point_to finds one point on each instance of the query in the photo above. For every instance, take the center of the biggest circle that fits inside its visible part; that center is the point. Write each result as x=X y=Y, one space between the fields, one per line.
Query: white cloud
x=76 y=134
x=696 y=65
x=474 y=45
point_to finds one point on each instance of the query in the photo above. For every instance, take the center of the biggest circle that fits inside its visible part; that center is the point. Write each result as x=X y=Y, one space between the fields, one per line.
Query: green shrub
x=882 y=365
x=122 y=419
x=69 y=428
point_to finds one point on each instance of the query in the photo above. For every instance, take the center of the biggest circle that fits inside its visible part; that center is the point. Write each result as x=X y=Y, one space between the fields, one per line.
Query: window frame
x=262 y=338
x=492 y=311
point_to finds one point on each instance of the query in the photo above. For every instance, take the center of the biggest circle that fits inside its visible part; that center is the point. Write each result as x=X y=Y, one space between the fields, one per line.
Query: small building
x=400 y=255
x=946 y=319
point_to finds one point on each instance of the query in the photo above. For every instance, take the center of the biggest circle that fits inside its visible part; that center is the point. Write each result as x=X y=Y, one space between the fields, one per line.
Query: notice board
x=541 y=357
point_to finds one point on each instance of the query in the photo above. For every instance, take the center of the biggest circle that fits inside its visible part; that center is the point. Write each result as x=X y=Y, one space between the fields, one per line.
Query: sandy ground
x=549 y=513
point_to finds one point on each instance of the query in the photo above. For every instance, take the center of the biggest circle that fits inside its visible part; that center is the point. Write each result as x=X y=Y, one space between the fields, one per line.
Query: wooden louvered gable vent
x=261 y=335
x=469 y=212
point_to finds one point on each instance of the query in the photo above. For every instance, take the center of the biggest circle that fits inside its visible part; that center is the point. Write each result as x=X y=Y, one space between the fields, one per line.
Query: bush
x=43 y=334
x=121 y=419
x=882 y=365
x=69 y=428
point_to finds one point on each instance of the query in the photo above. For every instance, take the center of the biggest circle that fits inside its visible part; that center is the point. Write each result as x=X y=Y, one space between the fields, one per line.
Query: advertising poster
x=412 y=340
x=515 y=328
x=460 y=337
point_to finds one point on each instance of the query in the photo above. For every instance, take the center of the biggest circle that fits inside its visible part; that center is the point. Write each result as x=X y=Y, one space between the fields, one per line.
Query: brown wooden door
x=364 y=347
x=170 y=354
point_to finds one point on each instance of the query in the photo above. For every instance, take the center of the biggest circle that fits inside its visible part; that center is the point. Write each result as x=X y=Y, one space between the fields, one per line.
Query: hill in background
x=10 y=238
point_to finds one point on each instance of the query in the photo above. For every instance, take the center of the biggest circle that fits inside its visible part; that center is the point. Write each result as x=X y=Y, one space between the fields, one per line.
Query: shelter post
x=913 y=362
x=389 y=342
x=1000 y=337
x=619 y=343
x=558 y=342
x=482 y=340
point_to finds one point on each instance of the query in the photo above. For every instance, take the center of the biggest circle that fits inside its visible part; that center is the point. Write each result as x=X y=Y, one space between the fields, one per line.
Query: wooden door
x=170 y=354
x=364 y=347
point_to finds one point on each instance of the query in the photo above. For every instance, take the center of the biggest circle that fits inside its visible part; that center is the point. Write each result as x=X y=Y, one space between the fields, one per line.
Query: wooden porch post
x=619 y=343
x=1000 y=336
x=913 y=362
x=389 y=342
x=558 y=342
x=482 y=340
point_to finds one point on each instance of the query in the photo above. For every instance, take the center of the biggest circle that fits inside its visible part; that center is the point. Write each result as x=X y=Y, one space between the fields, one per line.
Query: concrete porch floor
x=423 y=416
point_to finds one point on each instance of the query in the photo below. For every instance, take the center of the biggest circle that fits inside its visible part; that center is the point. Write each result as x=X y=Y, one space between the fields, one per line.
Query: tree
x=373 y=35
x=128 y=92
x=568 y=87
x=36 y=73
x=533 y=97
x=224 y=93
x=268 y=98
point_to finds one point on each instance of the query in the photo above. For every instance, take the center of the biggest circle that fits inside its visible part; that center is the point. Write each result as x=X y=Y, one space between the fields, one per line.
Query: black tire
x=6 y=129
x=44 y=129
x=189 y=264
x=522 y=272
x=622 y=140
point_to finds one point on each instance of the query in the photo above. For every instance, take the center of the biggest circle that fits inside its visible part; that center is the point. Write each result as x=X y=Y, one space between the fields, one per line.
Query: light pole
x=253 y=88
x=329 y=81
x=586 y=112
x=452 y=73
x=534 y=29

....

• _The problem_:
Pick out and copy every line of the records above that contains the word "porch". Case counts.

• _Expected answer_:
Query: wooden porch post
Query: concrete porch floor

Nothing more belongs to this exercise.